» **Your assignment**:
Give the records again in full, exactly as they are.

» **Available data**:
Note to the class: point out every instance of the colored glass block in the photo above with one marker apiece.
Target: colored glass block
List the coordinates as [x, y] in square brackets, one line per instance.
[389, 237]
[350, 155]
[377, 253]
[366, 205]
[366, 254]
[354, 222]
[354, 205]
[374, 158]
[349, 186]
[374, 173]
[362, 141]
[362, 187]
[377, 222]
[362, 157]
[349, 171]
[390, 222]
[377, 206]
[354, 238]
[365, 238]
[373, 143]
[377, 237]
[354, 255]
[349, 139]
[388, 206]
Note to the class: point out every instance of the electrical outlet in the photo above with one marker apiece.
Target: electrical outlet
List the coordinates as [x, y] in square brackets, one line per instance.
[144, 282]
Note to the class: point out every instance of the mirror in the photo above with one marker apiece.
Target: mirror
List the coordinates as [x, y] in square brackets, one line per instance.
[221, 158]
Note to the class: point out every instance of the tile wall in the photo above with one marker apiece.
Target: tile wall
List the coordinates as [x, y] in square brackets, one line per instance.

» **Answer to this exercise**:
Note to the class: point out every instance of the colored glass block in the photo above with one marker apiece.
Target: colored glass block
List the coordinates as [x, y] in square brackets, one line per instance.
[389, 237]
[350, 155]
[377, 253]
[366, 205]
[366, 254]
[354, 222]
[354, 205]
[374, 158]
[349, 186]
[374, 173]
[362, 141]
[362, 187]
[377, 222]
[362, 157]
[349, 171]
[390, 222]
[377, 206]
[354, 238]
[365, 238]
[373, 143]
[377, 237]
[354, 255]
[349, 139]
[388, 206]
Note to the class: point out every instance of the electrical outlet in the photo above with one marker apiece.
Target: electrical outlet
List the coordinates as [x, y] in square brackets, one line per instance.
[144, 282]
Note to the class: point out every instance of the mirror in the photo above with one marker apiece.
Target: mirror
List the coordinates as [x, y] in square brackets, one line per instance.
[221, 158]
Note to the class: point out every instance of the tile wall in the photo above with one marker apiece.
Target: tile wall
List the coordinates as [x, y] in square brackets, one line per instance.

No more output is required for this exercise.